• Text:
■ ■ ■ ■

Mathematically/intuitively, the equations check out as well. When only rotating ($$v = 0$$), $$r = \frac{v}{\omega} = \frac{0}{\omega} = 0$$, so:

$\displaylines{ v_l = v + \omega(r - \frac{l}{2}) = \omega \cdot -\frac{l}{2} \\ v_r = v + \omega(r + \frac{l}{2}) = \omega \cdot \frac{l}{2} \\ v_s = v + \omega\sqrt{r^2 + s^2} = \omega \cdot \sqrt{ s^2} = \omega \cdot s}$

In all three cases, $$v = \omega \cdot r$$, where $$r$$ is the distance from each wheel to the "center of the robot", defined as the midpoint of the front axle. Since rotating without translating will be around a center of rotation equal to the center of the robot, the previous definition for $$r$$ can be used.

As for the equation for $$\theta$$, the angle of the swerve wheel, it checks out intuitively as well. When only translating (driving straight: $$\omega = 0$$), $$r = \frac{v}{\omega} = \frac{v}{0} = \infty$$, so:

$\displaylines{ \theta = \frac{\pi}{2} - tan^{-1} \left( \frac{s}{r} \right) \\ = \frac{\pi}{2} - tan^{-1} \left( \frac{s}{\infty} \right) \\ = \frac{\pi}{2} - tan^{-1}(0) \\ = \frac{\pi}{2} - 0 \\ = \frac{\pi}{2} }$

As expected, when translating, $$\theta = 0$$, as the swerve wheel must point straight for the robot to drive straight. When only rotating ($$v = 0$$), $$r = \frac{v}{\omega} = \frac{0}{\omega} = 0$$, so:

$\displaylines{ \theta = \frac{\pi}{2} - tan^{-1} \left( \frac{s}{r} \right) \\ = \frac{\pi}{2} - tan^{-1} \left( \frac{s}{0} \right) \\ = \frac{\pi}{2} - tan^{-1}(\infty) \\ = \frac{\pi}{2} - \lim_{x \to +\infty} tan^{-1}(x) \\ = \frac{\pi}{2} - \frac{\pi}{2} \\ = 0}$

As expected, when only translating (driving straight), $$\theta = \frac{\pi}{2}$$, or in other words, the swerve wheel is pointed directly forwards to drive the robot directly forwards. When only rotating, $$\theta = 0$$, or in other words, the swerve wheel is pointed directly to the right to allow the robot to rotate counterclockwise.

■ ■ ■ ■

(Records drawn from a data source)
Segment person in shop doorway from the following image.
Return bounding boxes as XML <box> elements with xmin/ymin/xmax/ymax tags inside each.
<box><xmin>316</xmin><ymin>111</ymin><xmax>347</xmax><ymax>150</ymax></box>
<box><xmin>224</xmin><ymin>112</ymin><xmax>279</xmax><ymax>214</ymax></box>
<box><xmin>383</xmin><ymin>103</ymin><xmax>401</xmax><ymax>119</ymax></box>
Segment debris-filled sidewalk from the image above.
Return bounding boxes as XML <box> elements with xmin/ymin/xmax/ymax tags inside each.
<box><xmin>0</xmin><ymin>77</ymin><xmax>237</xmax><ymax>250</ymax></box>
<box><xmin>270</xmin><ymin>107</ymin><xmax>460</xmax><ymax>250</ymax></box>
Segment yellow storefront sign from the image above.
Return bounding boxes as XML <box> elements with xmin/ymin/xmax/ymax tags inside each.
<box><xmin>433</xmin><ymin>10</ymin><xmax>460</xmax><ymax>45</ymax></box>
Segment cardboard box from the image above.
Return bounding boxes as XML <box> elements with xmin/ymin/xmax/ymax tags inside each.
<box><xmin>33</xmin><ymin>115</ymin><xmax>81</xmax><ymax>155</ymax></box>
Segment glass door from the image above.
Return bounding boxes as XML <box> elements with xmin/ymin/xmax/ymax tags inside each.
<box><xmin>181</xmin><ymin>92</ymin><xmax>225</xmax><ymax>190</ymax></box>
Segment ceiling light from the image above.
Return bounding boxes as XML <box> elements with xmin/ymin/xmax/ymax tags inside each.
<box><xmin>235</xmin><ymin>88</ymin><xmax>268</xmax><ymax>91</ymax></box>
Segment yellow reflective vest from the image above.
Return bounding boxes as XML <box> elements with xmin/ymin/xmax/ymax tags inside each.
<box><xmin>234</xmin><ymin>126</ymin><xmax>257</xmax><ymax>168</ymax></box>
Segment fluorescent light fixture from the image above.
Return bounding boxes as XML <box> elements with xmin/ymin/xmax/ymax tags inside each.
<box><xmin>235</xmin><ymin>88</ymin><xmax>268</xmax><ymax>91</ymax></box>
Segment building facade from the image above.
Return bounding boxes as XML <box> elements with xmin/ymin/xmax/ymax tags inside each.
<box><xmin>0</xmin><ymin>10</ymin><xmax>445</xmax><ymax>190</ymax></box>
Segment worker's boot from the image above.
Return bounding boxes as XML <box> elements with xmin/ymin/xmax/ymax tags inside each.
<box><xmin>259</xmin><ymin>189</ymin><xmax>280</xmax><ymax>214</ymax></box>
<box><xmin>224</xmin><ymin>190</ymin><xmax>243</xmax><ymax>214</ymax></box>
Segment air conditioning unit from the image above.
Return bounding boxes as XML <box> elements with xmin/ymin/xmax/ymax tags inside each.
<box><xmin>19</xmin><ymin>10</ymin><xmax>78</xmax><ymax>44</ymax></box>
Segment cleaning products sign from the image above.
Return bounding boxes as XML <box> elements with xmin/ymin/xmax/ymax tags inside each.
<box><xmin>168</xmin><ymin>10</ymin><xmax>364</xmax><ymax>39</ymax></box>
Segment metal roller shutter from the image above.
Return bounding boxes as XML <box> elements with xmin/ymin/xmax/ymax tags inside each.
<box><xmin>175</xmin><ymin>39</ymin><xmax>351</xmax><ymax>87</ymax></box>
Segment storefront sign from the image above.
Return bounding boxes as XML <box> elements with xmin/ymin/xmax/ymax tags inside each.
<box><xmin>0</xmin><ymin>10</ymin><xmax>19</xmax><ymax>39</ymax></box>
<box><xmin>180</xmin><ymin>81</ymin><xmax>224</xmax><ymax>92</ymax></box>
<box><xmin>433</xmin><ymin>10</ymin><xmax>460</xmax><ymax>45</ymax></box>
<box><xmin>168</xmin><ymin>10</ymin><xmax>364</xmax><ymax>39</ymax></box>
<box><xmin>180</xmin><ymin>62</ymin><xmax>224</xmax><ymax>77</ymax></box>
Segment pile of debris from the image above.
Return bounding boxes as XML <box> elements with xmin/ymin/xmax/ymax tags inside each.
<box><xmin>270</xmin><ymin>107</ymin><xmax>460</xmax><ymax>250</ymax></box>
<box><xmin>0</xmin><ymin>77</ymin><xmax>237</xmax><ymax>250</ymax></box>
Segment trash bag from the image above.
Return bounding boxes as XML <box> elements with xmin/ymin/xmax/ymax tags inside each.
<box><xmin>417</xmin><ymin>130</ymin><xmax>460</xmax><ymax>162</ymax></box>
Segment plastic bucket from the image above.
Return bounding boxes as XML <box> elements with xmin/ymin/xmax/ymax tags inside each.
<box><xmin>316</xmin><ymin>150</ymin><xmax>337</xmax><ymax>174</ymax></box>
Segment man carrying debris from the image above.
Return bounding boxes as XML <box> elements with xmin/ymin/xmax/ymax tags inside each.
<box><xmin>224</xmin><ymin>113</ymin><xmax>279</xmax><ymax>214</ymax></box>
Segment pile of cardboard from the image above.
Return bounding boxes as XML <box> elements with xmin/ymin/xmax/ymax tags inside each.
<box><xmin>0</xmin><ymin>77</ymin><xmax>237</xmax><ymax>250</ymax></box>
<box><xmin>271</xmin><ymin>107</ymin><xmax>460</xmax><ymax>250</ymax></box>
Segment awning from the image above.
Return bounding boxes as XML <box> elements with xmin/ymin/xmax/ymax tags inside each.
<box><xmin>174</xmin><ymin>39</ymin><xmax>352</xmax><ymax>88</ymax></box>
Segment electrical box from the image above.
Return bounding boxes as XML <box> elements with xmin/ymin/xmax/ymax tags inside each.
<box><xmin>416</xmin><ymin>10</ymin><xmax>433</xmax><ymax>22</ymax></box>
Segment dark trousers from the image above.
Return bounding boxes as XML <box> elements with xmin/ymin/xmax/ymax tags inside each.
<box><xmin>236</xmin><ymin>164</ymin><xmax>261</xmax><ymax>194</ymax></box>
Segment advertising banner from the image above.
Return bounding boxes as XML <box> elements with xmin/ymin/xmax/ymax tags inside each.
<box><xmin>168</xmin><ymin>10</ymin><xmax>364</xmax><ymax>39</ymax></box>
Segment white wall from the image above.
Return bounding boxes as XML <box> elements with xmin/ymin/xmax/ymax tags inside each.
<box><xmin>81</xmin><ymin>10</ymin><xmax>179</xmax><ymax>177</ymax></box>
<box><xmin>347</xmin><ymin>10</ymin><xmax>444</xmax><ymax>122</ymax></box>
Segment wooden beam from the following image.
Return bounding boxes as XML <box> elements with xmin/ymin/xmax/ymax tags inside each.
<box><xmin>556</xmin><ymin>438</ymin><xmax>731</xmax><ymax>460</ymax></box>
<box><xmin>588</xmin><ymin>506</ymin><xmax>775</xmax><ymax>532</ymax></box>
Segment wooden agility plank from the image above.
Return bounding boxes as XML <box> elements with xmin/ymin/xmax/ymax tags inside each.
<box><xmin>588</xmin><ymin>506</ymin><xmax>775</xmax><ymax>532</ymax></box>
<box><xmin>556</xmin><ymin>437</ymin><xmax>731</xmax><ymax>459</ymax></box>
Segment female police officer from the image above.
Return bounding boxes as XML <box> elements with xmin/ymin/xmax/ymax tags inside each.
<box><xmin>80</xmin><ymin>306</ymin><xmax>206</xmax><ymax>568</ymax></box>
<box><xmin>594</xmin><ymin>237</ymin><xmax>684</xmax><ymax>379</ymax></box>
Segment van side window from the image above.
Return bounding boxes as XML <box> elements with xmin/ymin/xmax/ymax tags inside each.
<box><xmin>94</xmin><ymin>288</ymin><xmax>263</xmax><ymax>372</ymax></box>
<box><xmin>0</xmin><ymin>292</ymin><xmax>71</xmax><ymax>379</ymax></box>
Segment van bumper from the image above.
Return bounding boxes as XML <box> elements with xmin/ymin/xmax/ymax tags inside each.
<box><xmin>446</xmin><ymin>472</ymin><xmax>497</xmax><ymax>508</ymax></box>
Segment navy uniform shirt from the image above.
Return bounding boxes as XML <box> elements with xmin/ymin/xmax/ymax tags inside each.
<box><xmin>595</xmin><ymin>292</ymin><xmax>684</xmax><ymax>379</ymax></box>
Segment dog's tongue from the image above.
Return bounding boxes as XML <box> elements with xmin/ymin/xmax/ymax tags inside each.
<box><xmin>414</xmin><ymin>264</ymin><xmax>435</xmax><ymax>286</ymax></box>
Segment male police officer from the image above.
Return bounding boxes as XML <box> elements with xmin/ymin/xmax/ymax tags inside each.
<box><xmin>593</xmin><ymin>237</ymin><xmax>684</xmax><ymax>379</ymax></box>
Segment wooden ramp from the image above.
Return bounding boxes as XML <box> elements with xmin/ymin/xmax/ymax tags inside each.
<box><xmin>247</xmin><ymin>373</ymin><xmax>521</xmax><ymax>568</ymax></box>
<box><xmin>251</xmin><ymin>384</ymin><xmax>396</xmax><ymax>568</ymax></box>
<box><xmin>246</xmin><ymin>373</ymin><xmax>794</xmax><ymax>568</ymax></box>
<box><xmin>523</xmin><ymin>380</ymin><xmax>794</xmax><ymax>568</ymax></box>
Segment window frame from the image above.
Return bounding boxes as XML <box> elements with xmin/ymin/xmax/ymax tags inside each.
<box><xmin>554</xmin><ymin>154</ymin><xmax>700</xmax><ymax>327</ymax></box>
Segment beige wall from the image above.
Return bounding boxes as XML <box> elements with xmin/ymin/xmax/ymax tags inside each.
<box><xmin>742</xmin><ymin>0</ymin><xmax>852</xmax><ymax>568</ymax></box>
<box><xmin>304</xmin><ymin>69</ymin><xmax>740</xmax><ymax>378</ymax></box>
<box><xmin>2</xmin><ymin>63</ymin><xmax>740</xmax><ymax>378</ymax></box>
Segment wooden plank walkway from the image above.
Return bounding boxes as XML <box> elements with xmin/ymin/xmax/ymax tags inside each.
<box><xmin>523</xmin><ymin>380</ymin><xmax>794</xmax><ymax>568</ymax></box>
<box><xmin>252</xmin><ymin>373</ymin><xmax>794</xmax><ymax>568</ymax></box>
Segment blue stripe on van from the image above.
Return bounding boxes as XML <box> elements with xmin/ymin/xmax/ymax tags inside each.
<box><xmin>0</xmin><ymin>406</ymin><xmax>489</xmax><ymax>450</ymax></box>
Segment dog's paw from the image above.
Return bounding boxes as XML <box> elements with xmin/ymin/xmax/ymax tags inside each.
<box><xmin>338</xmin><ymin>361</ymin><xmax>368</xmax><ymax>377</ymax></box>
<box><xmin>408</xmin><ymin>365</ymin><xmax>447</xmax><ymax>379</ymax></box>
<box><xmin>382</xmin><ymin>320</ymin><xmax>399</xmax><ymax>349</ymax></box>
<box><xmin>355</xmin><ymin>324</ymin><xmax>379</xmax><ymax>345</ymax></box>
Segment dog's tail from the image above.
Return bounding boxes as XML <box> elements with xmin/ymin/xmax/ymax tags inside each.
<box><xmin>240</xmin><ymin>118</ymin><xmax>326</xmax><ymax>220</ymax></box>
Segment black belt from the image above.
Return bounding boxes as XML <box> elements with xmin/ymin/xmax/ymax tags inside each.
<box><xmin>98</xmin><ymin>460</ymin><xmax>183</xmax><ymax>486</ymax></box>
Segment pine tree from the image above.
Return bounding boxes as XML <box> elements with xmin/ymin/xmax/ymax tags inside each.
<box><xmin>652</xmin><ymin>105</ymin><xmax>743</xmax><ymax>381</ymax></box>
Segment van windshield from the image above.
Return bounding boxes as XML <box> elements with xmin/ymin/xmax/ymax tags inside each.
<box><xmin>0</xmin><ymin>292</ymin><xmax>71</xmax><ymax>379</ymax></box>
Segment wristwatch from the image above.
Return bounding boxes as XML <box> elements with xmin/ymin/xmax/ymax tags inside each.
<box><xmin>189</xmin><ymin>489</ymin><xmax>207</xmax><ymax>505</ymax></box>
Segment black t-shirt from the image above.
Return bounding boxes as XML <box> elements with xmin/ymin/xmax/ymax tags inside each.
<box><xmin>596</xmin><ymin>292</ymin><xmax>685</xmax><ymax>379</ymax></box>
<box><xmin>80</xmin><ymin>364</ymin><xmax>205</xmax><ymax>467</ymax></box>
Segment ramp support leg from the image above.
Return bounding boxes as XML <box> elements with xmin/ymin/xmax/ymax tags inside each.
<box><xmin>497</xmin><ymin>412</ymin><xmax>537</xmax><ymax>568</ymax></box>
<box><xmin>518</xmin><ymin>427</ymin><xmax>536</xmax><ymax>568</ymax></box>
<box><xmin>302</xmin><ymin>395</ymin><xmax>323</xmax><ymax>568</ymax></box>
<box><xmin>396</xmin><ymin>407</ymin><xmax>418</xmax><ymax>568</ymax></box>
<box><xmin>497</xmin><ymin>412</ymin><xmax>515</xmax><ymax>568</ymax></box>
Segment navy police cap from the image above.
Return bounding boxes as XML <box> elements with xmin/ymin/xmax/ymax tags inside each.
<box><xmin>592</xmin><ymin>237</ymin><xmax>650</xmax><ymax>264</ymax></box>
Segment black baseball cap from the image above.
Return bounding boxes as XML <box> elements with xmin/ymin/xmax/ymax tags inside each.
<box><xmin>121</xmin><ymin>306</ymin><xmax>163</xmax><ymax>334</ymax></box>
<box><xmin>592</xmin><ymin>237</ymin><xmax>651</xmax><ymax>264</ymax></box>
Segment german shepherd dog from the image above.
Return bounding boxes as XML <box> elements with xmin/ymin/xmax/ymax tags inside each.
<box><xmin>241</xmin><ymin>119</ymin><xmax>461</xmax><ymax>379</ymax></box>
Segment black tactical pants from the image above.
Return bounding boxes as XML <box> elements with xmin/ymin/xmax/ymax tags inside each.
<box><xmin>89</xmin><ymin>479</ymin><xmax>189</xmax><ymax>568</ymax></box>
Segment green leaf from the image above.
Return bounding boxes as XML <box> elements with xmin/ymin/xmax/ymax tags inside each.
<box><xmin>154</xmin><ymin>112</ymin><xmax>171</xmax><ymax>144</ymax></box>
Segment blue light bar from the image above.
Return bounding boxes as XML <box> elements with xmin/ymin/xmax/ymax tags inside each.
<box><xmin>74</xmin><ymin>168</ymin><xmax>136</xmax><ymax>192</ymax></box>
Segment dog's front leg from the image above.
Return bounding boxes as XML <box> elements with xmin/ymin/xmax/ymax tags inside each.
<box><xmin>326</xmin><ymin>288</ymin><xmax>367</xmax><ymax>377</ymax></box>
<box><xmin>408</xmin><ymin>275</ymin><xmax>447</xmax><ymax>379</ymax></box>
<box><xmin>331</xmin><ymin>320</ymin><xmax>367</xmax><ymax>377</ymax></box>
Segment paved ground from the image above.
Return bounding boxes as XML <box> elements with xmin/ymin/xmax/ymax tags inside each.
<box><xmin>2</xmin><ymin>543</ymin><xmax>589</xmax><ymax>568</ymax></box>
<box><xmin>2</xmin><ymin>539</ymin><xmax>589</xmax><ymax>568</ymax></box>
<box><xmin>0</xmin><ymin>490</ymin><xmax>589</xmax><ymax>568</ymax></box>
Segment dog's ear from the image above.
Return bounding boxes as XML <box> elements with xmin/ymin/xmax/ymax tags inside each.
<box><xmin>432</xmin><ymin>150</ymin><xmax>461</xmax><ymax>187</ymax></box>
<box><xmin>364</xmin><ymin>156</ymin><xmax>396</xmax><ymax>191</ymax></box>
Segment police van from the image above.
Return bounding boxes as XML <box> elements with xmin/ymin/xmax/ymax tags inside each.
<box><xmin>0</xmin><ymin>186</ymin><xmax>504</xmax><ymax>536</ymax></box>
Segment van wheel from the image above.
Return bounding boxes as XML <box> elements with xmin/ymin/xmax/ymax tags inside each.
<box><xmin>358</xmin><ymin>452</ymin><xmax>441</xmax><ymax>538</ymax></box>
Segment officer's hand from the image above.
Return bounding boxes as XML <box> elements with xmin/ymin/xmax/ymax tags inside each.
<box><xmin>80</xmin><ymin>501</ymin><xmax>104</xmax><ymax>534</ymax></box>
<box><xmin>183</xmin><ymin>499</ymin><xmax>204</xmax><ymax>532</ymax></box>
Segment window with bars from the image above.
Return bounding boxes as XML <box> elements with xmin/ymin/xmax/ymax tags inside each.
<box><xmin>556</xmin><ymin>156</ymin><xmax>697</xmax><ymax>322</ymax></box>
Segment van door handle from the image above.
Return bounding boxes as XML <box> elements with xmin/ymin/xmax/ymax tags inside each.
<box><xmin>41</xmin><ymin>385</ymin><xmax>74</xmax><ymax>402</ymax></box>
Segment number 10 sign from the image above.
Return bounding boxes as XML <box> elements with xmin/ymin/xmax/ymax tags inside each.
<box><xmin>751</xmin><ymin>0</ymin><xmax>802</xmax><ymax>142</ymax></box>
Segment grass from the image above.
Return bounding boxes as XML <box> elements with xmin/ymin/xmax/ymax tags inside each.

■ ■ ■ ■

• What to work on:
A - Display each line of the listing that contains the word "wall".
B - Write the next part of the swerve-drive derivation, picking up after its final sentence.

• Results:
A -
Segment white wall from the image above.
Segment beige wall from the image above.

B -
### Next Steps:

The next step is to use PID control to maintain target velocities and angles calculated using the derived inverse kinematic equations. Then, these equations can be used in future motion planning/path planning attempts to get the robot to follow a particular desired $$v$$ and $$\omega$$.

A distance sensor will also need to be used to calculate $$s$$, the distance between the front axle and swerve wheel of the robot.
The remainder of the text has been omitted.